• YOUR INSTRUCTIONS: Pull out every line of the listing that contains the string "knob" and copy each one in full.

[Photo-based point labeling data]
------------

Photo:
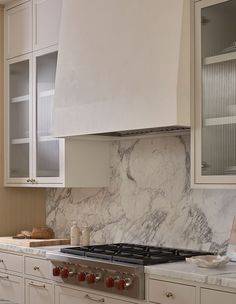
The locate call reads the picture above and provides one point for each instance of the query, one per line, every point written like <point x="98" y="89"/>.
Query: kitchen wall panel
<point x="19" y="208"/>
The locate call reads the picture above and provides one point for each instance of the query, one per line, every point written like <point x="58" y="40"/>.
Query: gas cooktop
<point x="134" y="254"/>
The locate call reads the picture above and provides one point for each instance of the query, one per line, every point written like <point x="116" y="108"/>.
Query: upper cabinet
<point x="18" y="29"/>
<point x="214" y="108"/>
<point x="122" y="65"/>
<point x="46" y="18"/>
<point x="31" y="26"/>
<point x="33" y="157"/>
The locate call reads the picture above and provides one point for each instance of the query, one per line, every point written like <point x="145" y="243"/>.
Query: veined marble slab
<point x="149" y="200"/>
<point x="224" y="276"/>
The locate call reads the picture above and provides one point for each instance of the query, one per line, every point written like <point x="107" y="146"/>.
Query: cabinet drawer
<point x="64" y="295"/>
<point x="162" y="292"/>
<point x="11" y="288"/>
<point x="38" y="292"/>
<point x="12" y="262"/>
<point x="37" y="267"/>
<point x="217" y="297"/>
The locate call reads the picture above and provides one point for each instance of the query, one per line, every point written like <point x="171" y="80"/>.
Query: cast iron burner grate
<point x="135" y="254"/>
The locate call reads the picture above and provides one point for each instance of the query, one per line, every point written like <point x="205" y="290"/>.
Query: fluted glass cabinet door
<point x="215" y="92"/>
<point x="19" y="129"/>
<point x="47" y="147"/>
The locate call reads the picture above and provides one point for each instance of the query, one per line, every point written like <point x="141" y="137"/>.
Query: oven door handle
<point x="102" y="300"/>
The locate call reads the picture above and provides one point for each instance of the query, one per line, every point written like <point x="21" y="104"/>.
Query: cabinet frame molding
<point x="8" y="179"/>
<point x="198" y="180"/>
<point x="53" y="181"/>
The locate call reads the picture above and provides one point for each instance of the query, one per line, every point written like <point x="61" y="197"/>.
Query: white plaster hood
<point x="124" y="65"/>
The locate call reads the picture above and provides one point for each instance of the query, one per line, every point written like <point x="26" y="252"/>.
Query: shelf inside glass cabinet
<point x="218" y="121"/>
<point x="219" y="58"/>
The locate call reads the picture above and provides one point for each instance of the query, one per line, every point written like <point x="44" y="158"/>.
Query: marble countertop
<point x="39" y="251"/>
<point x="224" y="276"/>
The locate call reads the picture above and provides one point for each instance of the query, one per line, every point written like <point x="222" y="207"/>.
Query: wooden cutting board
<point x="34" y="242"/>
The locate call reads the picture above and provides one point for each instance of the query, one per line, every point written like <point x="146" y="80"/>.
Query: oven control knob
<point x="123" y="283"/>
<point x="110" y="282"/>
<point x="91" y="278"/>
<point x="56" y="271"/>
<point x="120" y="284"/>
<point x="81" y="276"/>
<point x="64" y="273"/>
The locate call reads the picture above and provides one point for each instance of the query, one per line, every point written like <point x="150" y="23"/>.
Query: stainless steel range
<point x="114" y="268"/>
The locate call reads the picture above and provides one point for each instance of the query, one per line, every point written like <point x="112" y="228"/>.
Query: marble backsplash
<point x="149" y="200"/>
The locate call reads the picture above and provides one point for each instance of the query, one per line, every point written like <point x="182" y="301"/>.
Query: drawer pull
<point x="169" y="294"/>
<point x="102" y="300"/>
<point x="4" y="277"/>
<point x="37" y="285"/>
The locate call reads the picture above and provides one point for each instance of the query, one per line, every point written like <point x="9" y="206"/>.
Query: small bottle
<point x="86" y="236"/>
<point x="74" y="234"/>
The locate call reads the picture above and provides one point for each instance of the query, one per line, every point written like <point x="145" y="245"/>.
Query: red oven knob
<point x="120" y="284"/>
<point x="81" y="276"/>
<point x="56" y="271"/>
<point x="109" y="282"/>
<point x="90" y="278"/>
<point x="64" y="273"/>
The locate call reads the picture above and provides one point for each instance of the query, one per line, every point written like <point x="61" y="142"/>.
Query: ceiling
<point x="4" y="1"/>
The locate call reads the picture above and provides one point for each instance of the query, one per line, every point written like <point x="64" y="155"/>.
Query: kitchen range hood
<point x="123" y="68"/>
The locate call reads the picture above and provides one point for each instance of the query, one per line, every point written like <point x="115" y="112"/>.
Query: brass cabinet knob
<point x="169" y="294"/>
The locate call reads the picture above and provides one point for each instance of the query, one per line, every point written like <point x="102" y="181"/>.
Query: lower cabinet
<point x="12" y="288"/>
<point x="64" y="295"/>
<point x="163" y="292"/>
<point x="209" y="296"/>
<point x="38" y="293"/>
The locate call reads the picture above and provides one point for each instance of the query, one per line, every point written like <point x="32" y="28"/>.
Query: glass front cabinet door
<point x="19" y="128"/>
<point x="214" y="119"/>
<point x="47" y="149"/>
<point x="33" y="156"/>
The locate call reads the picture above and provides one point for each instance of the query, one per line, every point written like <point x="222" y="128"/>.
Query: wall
<point x="149" y="200"/>
<point x="19" y="208"/>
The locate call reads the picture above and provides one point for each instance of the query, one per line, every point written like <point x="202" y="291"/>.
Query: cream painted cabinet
<point x="209" y="296"/>
<point x="64" y="295"/>
<point x="32" y="156"/>
<point x="32" y="25"/>
<point x="18" y="29"/>
<point x="38" y="292"/>
<point x="214" y="108"/>
<point x="162" y="292"/>
<point x="46" y="23"/>
<point x="12" y="288"/>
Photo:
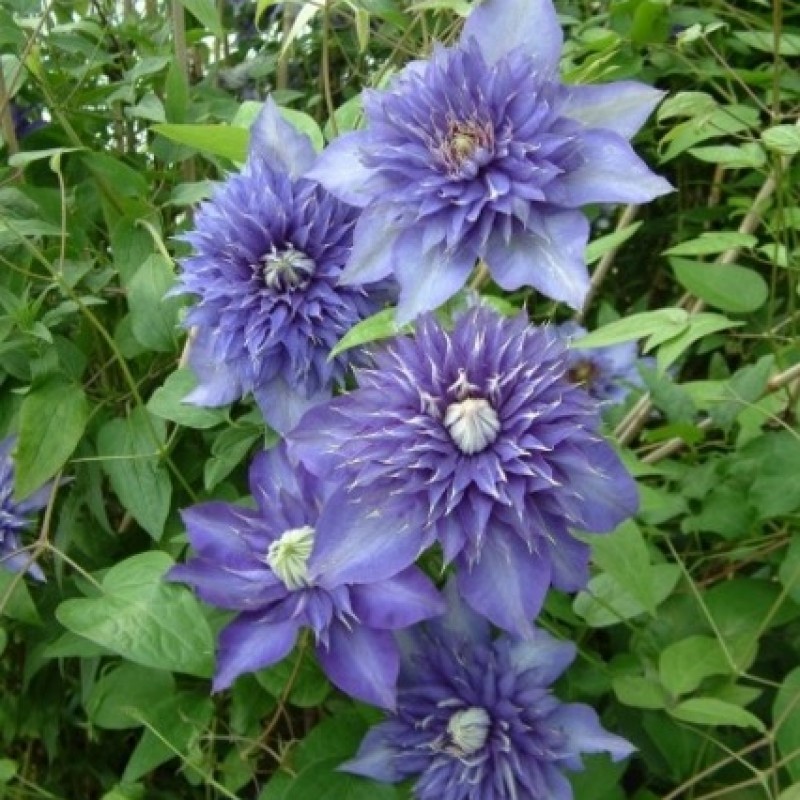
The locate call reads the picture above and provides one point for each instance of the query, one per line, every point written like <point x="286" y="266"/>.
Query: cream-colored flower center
<point x="472" y="424"/>
<point x="469" y="729"/>
<point x="286" y="269"/>
<point x="288" y="556"/>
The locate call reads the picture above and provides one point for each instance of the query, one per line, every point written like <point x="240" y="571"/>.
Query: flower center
<point x="466" y="147"/>
<point x="584" y="373"/>
<point x="472" y="424"/>
<point x="288" y="556"/>
<point x="468" y="730"/>
<point x="287" y="269"/>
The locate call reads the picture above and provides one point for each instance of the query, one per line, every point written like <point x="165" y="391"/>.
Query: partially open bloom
<point x="477" y="439"/>
<point x="476" y="719"/>
<point x="261" y="563"/>
<point x="607" y="373"/>
<point x="481" y="152"/>
<point x="16" y="516"/>
<point x="270" y="247"/>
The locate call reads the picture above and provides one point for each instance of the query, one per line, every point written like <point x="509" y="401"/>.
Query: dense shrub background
<point x="115" y="118"/>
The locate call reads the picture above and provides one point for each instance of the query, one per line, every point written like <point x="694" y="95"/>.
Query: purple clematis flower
<point x="15" y="517"/>
<point x="270" y="247"/>
<point x="608" y="374"/>
<point x="476" y="719"/>
<point x="477" y="439"/>
<point x="262" y="564"/>
<point x="481" y="152"/>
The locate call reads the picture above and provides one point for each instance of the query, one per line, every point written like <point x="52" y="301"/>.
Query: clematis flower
<point x="270" y="247"/>
<point x="15" y="516"/>
<point x="477" y="439"/>
<point x="476" y="719"/>
<point x="261" y="563"/>
<point x="481" y="152"/>
<point x="607" y="373"/>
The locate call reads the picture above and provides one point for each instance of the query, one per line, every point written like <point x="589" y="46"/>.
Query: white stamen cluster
<point x="288" y="556"/>
<point x="468" y="730"/>
<point x="286" y="269"/>
<point x="472" y="424"/>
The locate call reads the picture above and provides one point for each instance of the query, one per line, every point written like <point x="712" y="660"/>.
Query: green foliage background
<point x="689" y="632"/>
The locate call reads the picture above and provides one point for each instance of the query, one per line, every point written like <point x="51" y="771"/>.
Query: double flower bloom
<point x="474" y="440"/>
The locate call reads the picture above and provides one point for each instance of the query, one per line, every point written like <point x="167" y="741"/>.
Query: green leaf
<point x="710" y="711"/>
<point x="623" y="554"/>
<point x="788" y="43"/>
<point x="322" y="781"/>
<point x="725" y="286"/>
<point x="29" y="156"/>
<point x="154" y="318"/>
<point x="789" y="570"/>
<point x="685" y="664"/>
<point x="667" y="322"/>
<point x="227" y="141"/>
<point x="686" y="104"/>
<point x="124" y="691"/>
<point x="597" y="248"/>
<point x="167" y="402"/>
<point x="53" y="418"/>
<point x="711" y="243"/>
<point x="739" y="608"/>
<point x="747" y="156"/>
<point x="783" y="139"/>
<point x="700" y="326"/>
<point x="8" y="769"/>
<point x="336" y="737"/>
<point x="227" y="452"/>
<point x="638" y="692"/>
<point x="175" y="724"/>
<point x="786" y="719"/>
<point x="302" y="122"/>
<point x="143" y="618"/>
<point x="722" y="121"/>
<point x="18" y="603"/>
<point x="310" y="686"/>
<point x="790" y="793"/>
<point x="379" y="326"/>
<point x="129" y="449"/>
<point x="206" y="13"/>
<point x="607" y="602"/>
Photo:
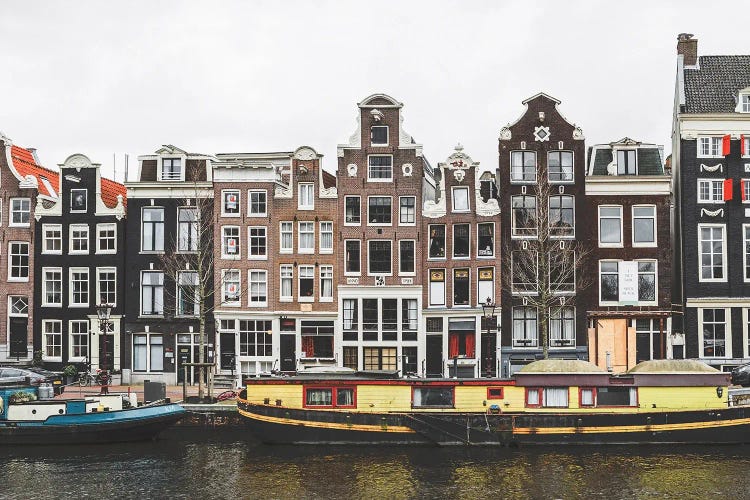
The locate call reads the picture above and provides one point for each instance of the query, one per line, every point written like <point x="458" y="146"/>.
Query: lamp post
<point x="489" y="313"/>
<point x="103" y="311"/>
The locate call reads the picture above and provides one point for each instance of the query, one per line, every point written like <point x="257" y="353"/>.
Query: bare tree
<point x="188" y="263"/>
<point x="546" y="265"/>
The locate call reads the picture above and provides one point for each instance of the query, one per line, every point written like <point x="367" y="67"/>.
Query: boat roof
<point x="557" y="366"/>
<point x="672" y="366"/>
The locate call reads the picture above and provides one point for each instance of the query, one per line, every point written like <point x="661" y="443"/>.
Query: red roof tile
<point x="23" y="162"/>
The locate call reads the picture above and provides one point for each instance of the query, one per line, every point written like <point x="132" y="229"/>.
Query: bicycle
<point x="100" y="377"/>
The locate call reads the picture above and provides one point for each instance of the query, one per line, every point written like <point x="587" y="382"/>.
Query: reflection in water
<point x="179" y="467"/>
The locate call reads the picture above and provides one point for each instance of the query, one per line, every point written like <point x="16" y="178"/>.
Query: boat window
<point x="433" y="397"/>
<point x="616" y="396"/>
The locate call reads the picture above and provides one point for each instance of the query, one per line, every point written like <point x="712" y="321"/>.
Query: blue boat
<point x="109" y="418"/>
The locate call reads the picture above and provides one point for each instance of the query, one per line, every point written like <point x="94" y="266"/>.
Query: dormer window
<point x="626" y="162"/>
<point x="171" y="169"/>
<point x="379" y="135"/>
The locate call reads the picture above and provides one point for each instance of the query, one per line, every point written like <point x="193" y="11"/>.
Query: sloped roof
<point x="712" y="87"/>
<point x="25" y="164"/>
<point x="560" y="366"/>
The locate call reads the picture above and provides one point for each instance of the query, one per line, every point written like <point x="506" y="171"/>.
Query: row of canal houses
<point x="386" y="264"/>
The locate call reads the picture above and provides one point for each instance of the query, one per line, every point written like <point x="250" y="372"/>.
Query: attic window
<point x="745" y="103"/>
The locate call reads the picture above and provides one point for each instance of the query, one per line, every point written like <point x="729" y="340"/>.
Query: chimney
<point x="33" y="153"/>
<point x="688" y="47"/>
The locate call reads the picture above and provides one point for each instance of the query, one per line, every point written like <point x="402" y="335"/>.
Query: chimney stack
<point x="688" y="47"/>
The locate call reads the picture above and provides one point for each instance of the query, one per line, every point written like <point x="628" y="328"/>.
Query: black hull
<point x="279" y="425"/>
<point x="115" y="432"/>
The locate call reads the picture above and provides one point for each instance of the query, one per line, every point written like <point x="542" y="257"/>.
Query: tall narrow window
<point x="644" y="225"/>
<point x="287" y="237"/>
<point x="326" y="237"/>
<point x="353" y="211"/>
<point x="523" y="166"/>
<point x="188" y="301"/>
<point x="352" y="257"/>
<point x="461" y="240"/>
<point x="152" y="230"/>
<point x="257" y="244"/>
<point x="712" y="253"/>
<point x="152" y="293"/>
<point x="560" y="166"/>
<point x="18" y="261"/>
<point x="187" y="229"/>
<point x="406" y="257"/>
<point x="437" y="241"/>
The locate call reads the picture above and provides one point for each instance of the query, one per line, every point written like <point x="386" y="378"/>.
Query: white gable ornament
<point x="541" y="134"/>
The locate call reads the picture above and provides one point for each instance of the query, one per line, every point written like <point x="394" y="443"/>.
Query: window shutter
<point x="727" y="189"/>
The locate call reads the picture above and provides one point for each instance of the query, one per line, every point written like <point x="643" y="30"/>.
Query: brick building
<point x="23" y="184"/>
<point x="460" y="267"/>
<point x="629" y="192"/>
<point x="382" y="181"/>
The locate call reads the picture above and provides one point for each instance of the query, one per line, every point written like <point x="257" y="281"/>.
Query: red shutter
<point x="726" y="145"/>
<point x="727" y="189"/>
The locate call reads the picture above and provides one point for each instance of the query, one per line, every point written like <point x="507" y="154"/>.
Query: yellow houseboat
<point x="546" y="402"/>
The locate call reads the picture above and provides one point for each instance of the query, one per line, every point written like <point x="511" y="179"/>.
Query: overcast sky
<point x="101" y="78"/>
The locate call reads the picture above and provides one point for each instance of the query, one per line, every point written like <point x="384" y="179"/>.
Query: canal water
<point x="189" y="466"/>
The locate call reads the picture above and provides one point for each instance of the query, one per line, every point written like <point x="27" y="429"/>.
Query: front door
<point x="288" y="351"/>
<point x="18" y="342"/>
<point x="106" y="358"/>
<point x="489" y="355"/>
<point x="434" y="360"/>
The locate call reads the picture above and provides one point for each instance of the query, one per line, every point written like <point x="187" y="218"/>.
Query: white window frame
<point x="290" y="225"/>
<point x="359" y="202"/>
<point x="225" y="281"/>
<point x="712" y="141"/>
<point x="11" y="211"/>
<point x="99" y="239"/>
<point x="58" y="334"/>
<point x="225" y="240"/>
<point x="369" y="259"/>
<point x="99" y="272"/>
<point x="78" y="227"/>
<point x="379" y="224"/>
<point x="250" y="193"/>
<point x="11" y="278"/>
<point x="713" y="200"/>
<point x="45" y="270"/>
<point x="414" y="214"/>
<point x="353" y="273"/>
<point x="454" y="189"/>
<point x="306" y="269"/>
<point x="326" y="249"/>
<point x="602" y="244"/>
<point x="379" y="179"/>
<point x="326" y="274"/>
<point x="224" y="213"/>
<point x="387" y="136"/>
<point x="723" y="251"/>
<point x="71" y="287"/>
<point x="286" y="273"/>
<point x="250" y="237"/>
<point x="632" y="226"/>
<point x="46" y="238"/>
<point x="302" y="203"/>
<point x="250" y="282"/>
<point x="300" y="248"/>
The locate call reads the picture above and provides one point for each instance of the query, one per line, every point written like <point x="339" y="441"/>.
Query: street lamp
<point x="489" y="313"/>
<point x="103" y="311"/>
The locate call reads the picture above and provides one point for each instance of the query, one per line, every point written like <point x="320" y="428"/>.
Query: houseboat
<point x="547" y="402"/>
<point x="26" y="419"/>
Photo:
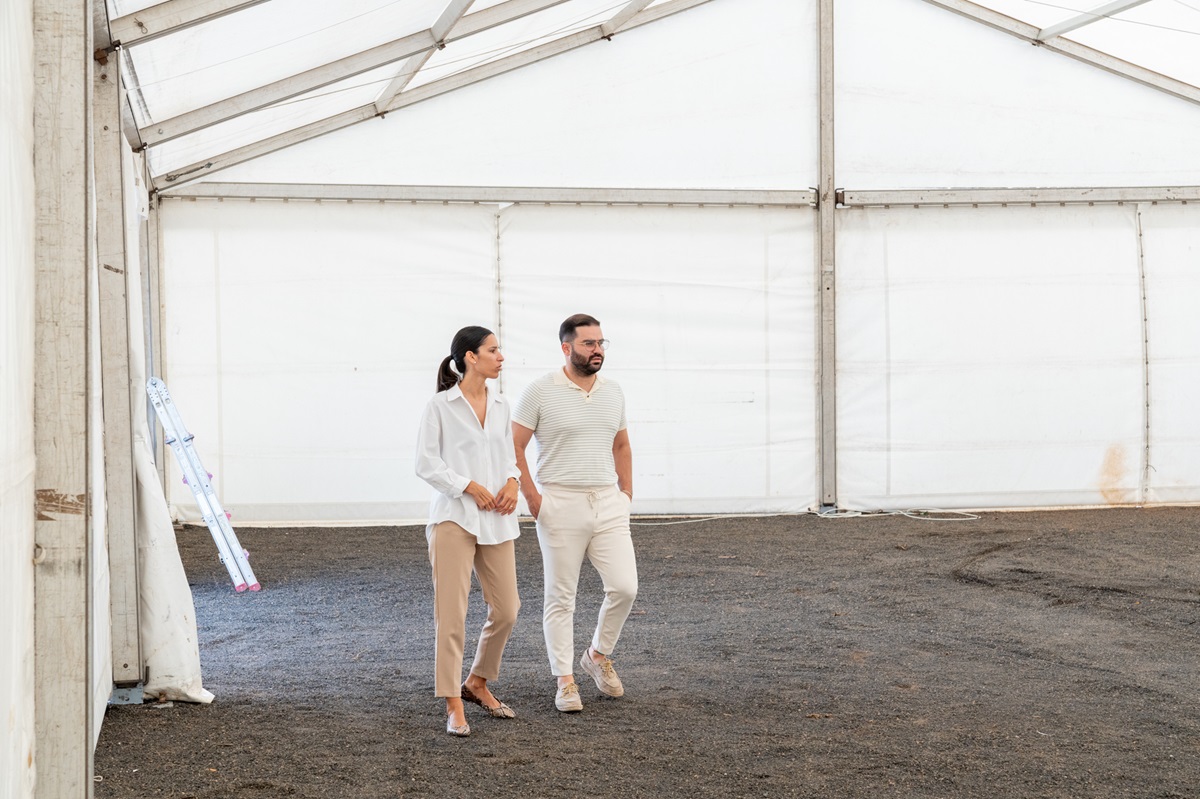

------------

• EXERCISE ANSWER:
Query: oven control knob
Query: red oven knob
Query: brass cabinet knob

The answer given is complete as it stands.